Put the records below into a numbered list, starting with the line containing "Pinpoint extended cab door here." and ending with the line containing "xmin=238 ymin=103 xmax=248 ymax=109". Include only those lines, with both ends counted and any blank lines left out.

(Annotated coordinate records)
++++++++++
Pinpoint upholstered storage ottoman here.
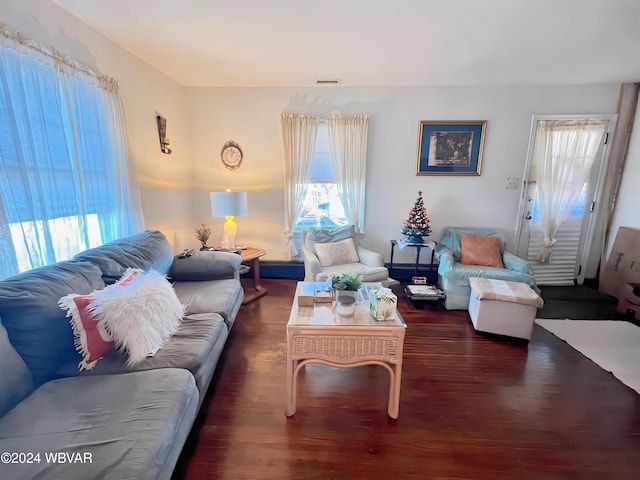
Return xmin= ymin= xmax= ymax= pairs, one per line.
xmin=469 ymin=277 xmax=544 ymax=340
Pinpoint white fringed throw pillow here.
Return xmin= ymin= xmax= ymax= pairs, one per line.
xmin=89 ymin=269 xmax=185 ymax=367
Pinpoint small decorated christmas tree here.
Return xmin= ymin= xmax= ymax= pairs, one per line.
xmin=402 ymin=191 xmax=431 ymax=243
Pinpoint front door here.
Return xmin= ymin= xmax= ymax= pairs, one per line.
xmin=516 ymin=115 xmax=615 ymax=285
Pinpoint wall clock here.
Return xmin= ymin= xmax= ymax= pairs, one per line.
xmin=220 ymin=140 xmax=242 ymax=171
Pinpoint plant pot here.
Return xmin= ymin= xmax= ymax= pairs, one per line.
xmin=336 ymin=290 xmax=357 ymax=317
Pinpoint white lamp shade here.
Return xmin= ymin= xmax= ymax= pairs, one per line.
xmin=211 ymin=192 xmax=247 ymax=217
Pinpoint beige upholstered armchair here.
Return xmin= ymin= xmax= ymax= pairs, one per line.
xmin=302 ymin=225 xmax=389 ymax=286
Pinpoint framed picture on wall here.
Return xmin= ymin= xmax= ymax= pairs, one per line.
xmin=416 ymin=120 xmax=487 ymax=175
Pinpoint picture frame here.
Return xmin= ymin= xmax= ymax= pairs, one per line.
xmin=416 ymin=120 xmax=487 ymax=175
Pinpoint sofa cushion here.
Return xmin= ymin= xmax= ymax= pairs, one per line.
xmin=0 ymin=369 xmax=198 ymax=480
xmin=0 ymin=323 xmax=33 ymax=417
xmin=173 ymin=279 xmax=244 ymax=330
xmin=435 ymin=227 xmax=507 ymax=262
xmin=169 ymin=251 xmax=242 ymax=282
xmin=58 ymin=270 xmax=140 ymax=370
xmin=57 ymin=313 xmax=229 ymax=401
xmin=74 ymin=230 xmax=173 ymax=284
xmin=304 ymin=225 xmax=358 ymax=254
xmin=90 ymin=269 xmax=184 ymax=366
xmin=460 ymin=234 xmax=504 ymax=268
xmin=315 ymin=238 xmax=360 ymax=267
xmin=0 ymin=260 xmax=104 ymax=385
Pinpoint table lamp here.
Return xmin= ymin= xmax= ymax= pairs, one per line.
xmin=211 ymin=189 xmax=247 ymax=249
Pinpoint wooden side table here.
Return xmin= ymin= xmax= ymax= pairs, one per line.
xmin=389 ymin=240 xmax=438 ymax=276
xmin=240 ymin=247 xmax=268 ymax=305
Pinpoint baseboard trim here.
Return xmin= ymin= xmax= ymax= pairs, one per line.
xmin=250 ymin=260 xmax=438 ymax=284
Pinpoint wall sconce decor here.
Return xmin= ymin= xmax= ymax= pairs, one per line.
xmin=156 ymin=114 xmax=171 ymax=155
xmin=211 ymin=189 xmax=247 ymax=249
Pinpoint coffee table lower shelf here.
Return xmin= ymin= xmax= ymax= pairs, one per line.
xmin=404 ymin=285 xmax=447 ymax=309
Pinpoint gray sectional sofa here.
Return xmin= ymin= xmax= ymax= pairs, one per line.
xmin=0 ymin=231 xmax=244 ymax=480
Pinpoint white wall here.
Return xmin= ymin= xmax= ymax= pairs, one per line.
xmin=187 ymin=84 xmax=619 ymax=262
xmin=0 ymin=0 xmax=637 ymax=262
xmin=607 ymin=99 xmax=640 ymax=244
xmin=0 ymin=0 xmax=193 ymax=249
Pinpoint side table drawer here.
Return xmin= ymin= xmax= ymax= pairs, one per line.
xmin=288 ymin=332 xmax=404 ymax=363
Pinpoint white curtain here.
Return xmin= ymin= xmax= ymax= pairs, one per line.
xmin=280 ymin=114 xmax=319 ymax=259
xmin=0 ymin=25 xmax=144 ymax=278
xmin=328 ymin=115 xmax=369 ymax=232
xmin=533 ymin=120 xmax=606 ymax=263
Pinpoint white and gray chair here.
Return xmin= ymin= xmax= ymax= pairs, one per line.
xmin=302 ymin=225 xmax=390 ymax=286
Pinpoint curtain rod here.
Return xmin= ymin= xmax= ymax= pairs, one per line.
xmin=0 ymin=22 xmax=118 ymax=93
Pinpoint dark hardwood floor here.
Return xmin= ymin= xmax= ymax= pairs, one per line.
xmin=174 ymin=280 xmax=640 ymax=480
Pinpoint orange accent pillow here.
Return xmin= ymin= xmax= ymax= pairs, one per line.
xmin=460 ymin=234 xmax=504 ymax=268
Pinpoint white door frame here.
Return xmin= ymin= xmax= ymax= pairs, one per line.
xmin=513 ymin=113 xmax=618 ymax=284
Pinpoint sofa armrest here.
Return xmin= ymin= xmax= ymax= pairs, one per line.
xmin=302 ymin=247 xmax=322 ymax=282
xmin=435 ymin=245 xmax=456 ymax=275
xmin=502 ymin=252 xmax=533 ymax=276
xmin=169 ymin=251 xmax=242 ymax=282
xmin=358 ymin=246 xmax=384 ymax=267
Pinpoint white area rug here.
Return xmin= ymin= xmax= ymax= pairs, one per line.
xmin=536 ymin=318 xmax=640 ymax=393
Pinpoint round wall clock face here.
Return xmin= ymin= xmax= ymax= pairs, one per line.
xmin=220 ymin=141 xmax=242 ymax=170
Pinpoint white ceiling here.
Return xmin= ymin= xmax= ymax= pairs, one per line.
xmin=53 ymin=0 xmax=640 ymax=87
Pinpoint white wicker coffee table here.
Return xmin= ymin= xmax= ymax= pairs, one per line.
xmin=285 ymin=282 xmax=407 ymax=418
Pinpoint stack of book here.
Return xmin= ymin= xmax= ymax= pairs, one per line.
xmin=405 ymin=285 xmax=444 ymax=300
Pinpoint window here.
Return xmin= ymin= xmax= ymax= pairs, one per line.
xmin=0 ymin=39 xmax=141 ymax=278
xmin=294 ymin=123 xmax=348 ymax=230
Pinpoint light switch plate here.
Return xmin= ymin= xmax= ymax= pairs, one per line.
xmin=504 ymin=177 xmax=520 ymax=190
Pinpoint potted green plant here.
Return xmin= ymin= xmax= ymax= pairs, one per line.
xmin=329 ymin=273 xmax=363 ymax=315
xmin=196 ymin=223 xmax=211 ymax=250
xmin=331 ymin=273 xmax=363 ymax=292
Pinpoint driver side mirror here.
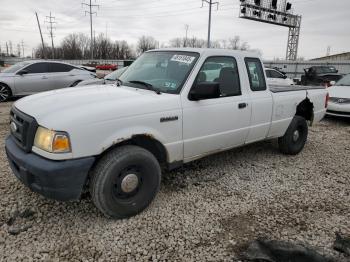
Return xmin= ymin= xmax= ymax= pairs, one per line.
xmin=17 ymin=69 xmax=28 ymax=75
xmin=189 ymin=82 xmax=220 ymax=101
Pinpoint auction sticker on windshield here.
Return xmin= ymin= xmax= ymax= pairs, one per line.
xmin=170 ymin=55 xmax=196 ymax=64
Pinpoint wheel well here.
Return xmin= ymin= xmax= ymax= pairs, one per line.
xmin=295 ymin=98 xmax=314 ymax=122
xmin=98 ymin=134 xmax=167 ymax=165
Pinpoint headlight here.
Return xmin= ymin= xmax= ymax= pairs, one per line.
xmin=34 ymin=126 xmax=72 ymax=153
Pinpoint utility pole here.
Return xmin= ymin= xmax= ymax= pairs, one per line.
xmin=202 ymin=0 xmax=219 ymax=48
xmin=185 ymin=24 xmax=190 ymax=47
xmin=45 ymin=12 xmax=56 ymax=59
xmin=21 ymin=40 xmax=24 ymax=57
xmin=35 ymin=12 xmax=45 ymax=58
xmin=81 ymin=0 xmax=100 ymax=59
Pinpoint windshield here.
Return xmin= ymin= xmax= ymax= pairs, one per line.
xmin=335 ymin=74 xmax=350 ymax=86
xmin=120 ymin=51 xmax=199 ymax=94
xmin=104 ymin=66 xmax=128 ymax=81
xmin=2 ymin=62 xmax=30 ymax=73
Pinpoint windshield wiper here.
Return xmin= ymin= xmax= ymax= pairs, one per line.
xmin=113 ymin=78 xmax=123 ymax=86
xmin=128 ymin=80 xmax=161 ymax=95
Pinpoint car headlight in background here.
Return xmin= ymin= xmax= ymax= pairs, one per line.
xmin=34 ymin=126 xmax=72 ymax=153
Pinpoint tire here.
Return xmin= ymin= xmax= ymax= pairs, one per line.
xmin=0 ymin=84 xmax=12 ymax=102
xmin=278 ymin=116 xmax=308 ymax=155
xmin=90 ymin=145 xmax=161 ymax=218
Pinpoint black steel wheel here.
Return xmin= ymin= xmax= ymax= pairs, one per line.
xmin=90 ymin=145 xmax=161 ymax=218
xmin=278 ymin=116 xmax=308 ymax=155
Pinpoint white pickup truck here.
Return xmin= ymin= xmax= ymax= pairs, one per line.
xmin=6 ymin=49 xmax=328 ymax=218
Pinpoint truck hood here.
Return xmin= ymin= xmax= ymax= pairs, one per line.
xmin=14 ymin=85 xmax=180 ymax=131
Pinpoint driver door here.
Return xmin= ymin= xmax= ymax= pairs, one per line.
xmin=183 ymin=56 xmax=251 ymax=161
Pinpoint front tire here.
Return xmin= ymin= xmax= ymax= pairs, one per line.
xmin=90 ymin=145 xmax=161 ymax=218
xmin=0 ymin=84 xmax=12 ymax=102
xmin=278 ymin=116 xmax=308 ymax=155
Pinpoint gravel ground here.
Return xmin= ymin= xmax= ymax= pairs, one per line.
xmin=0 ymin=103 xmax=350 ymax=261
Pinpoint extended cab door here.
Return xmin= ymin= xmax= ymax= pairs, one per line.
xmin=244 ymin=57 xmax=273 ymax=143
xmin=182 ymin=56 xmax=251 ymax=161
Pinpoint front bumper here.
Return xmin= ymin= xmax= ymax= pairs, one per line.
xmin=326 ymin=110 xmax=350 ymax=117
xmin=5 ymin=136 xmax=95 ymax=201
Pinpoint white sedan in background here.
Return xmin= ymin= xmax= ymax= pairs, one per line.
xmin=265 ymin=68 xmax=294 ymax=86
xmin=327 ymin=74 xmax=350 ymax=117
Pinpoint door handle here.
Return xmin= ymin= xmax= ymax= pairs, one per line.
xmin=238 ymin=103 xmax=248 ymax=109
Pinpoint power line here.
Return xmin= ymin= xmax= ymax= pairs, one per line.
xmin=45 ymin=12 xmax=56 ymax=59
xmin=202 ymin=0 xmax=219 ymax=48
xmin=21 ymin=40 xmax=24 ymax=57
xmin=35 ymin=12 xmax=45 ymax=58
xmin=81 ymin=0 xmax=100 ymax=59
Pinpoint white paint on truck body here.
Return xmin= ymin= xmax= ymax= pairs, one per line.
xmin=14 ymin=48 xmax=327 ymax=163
++++++++++
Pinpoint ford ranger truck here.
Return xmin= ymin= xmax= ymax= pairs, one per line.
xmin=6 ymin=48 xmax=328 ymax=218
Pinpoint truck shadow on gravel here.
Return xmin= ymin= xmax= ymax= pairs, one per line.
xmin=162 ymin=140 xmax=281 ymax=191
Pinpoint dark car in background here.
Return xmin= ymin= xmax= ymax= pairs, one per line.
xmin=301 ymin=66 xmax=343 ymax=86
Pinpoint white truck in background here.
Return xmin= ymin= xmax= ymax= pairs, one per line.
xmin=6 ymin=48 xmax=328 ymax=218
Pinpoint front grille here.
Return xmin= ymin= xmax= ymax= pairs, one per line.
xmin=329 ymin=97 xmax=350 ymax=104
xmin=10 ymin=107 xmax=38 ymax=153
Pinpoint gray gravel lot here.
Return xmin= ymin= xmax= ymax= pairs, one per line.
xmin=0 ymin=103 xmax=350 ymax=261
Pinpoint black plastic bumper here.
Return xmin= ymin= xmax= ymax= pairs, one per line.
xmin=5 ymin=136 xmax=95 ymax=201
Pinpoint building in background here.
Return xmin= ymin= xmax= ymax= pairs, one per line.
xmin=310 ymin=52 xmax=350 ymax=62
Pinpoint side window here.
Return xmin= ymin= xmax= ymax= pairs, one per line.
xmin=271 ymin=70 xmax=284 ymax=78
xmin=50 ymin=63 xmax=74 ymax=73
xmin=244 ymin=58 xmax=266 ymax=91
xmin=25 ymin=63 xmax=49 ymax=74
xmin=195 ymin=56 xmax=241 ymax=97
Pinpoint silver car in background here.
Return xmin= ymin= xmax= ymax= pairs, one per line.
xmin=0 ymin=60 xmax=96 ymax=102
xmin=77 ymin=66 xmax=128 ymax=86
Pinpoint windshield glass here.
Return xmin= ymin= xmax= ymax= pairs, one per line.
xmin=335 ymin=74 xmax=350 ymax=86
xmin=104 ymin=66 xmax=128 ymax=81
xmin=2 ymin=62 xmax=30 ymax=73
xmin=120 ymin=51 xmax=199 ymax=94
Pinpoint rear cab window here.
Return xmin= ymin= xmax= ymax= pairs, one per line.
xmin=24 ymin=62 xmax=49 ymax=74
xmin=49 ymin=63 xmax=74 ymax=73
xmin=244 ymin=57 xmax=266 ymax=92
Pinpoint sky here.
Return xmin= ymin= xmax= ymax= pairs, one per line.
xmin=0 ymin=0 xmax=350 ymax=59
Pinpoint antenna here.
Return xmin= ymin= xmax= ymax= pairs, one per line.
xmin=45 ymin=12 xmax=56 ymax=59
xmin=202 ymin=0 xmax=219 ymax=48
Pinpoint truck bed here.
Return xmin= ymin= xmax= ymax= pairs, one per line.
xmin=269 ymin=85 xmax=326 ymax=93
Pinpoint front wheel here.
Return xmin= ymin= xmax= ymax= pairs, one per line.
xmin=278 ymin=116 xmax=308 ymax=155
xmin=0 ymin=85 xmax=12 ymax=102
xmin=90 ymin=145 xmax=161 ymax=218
++++++++++
• **Answer to this problem**
1. Pinpoint extended cab door here.
2. Return xmin= ymin= xmax= ymax= pairs, one per line.
3. xmin=244 ymin=57 xmax=273 ymax=143
4. xmin=182 ymin=56 xmax=251 ymax=161
5. Pinpoint front bumper here.
6. Return xmin= ymin= xmax= ymax= pairs, one per line.
7. xmin=326 ymin=110 xmax=350 ymax=117
8. xmin=5 ymin=136 xmax=95 ymax=201
9. Pinpoint white sedan in background here.
10. Return xmin= ymin= xmax= ymax= pairs, one per line.
11. xmin=265 ymin=68 xmax=294 ymax=86
12. xmin=327 ymin=74 xmax=350 ymax=117
13. Pinpoint door handle here.
14. Return xmin= ymin= xmax= ymax= pairs, one per line.
15. xmin=238 ymin=103 xmax=248 ymax=109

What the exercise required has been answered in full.